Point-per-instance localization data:
****************

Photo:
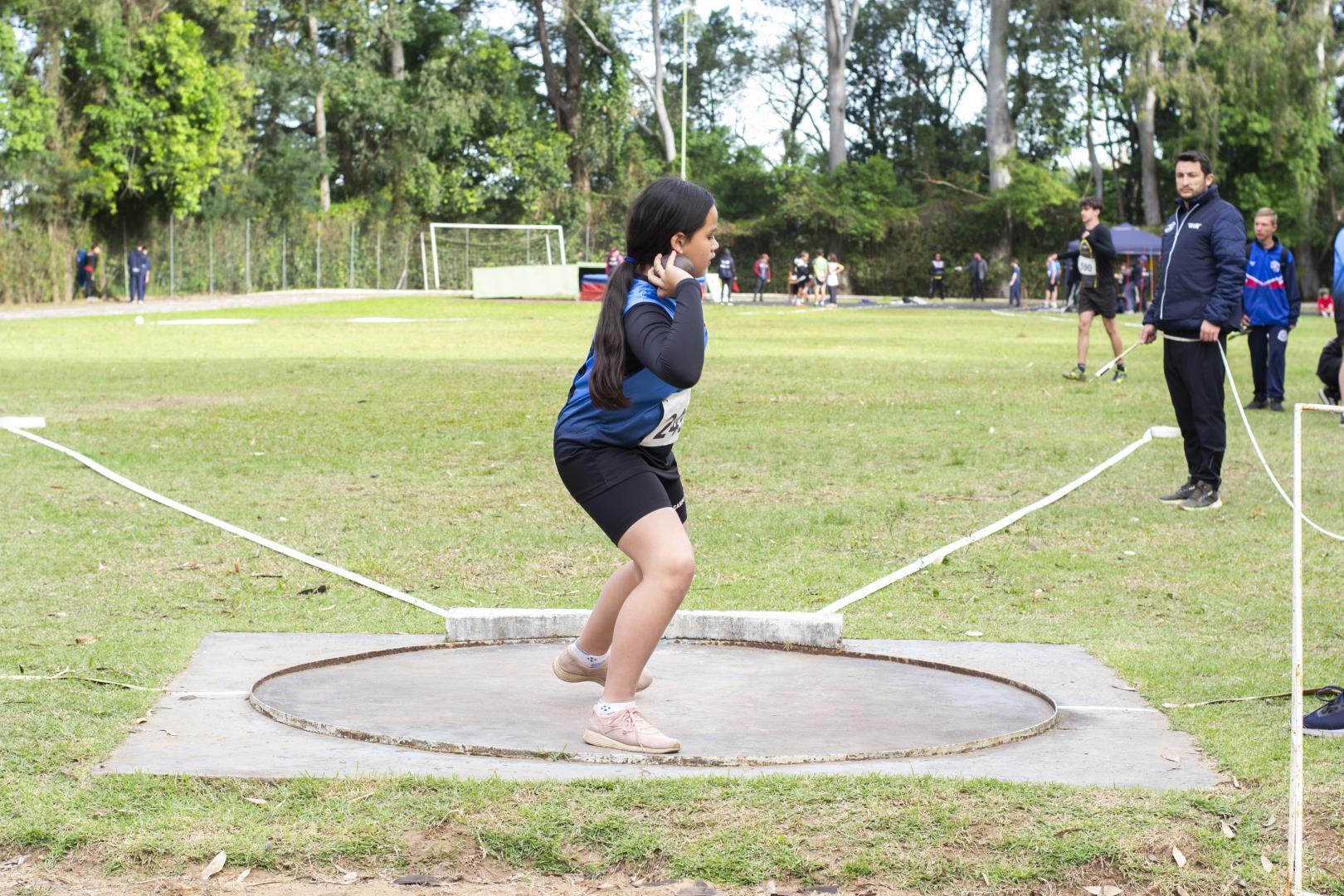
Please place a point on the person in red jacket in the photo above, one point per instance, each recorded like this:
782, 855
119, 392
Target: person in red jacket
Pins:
762, 270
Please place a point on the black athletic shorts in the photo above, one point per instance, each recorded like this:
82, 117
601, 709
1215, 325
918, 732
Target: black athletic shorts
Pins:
620, 486
1099, 299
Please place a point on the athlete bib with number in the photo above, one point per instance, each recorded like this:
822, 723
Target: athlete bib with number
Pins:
656, 410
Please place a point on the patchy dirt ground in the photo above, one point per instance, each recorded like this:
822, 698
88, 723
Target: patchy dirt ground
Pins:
30, 876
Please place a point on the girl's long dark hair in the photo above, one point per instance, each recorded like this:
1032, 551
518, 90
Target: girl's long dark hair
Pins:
667, 207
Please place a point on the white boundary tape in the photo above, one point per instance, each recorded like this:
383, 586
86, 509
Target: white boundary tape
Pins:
1241, 410
1294, 766
937, 557
227, 527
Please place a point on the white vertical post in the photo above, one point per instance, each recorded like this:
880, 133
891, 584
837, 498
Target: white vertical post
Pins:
1294, 774
247, 256
424, 265
686, 52
433, 251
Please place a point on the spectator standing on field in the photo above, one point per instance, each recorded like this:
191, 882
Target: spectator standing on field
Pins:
937, 270
1270, 305
762, 270
1198, 303
728, 273
821, 268
979, 269
1053, 273
89, 268
834, 270
1096, 258
138, 264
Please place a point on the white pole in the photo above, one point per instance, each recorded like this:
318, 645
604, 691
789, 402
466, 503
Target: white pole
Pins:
247, 256
424, 265
1294, 786
433, 249
686, 52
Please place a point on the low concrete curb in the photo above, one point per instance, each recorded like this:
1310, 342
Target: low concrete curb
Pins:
806, 629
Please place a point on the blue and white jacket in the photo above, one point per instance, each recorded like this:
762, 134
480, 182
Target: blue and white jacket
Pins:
1203, 266
657, 409
1270, 296
1337, 282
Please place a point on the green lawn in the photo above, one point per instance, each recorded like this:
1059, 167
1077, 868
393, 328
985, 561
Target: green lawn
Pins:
821, 451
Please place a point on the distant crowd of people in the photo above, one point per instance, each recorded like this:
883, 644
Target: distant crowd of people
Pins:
86, 271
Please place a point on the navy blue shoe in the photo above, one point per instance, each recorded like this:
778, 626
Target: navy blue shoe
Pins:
1327, 722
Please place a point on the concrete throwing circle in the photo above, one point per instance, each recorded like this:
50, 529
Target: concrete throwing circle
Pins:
728, 703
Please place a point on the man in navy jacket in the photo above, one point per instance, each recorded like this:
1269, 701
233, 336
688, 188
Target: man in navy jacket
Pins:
1198, 303
1270, 306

****************

What to produce
Reproduce every entry word for word, but omit the pictures.

Exercise answer
Photo:
Please place a point on the person in red jacket in the photo above, one point per instance, each recorded like this:
782, 855
119, 392
Target: person in red jacket
Pins:
762, 270
Please place a point on the black athletic shorts in the photo above, one point per instance, each recorded like this:
82, 117
601, 709
1215, 325
918, 732
Target: black athletic shorts
Pins:
620, 486
1099, 299
Please place a point on the athlete bib with number in the photo above, one point per instance, each recorded like this:
822, 723
Target: athlete bib with number
Pins:
656, 410
Please place a point on the patchy dirt ground in the photo above, one point per instance, each recorded like this:
822, 698
88, 723
Target: patchy dirt ground
Pins:
30, 876
Please place a point on the girl's long dark hair in the photo above, one point per instance, each recorded like this:
1032, 551
518, 90
Target: girl's long dark hair
Pins:
667, 207
Please place a point on the white boundary tape in the photo above, one point per instance, each recorded like this:
383, 586
86, 509
Target: white boundary tape
Pins:
1241, 410
1294, 766
937, 557
227, 527
Please place a point on the white vertical post in the photo above, one point per instance, each recorded like this:
880, 133
891, 584
837, 498
Target: white vertical post
Pins:
1294, 774
247, 256
424, 265
686, 52
433, 251
Please place a point on the spectator standing on field in the photo above, one point per instance, each recorded like this:
191, 882
Target: spectator standing on field
Pins:
937, 270
1270, 305
762, 270
1198, 303
728, 273
821, 268
979, 269
1053, 273
89, 268
834, 270
1096, 258
138, 264
Please place a point on the white pole in the photo above, one point per instance, each recorded like this:
318, 645
604, 691
789, 402
466, 503
Target: white pole
Pins:
247, 256
424, 265
1294, 786
433, 249
686, 52
Please place a point on the low concrete curb in the photo above, one point per instance, each recorded like this:
1310, 342
Target: low concrete curb
Pins:
806, 629
Please place a point on the blue and white jacket in the photo above, one point per instance, each recorded like this:
762, 134
480, 182
Target: blue and white jacket
Pins:
1203, 266
657, 409
1270, 296
1337, 282
Please place a point on the green lawn in the photo above, one point per instance, each recorded like this:
1059, 167
1077, 868
393, 328
985, 561
Target: green lawn
Pins:
821, 451
Please place a point on the distant crowd of people in the photo above, one point per instance, each recorded like this:
883, 644
Target: distant crowd of people
Pins:
86, 271
Please place a point on the navy blue shoe in the photo above, one point per instance, each recorded like this:
778, 626
Target: navy blue shoe
Pins:
1327, 722
Please place a point on the concrete throwing circle in the photo above, one point per instance, each recorded like this:
50, 529
Target: concrete throwing circle
Pins:
728, 703
Please place a point on the man in navy jacket in the photo above, one point per instance, each recorded like this:
1269, 701
233, 336
688, 188
Target: man in navy jacket
Pins:
1198, 303
1270, 306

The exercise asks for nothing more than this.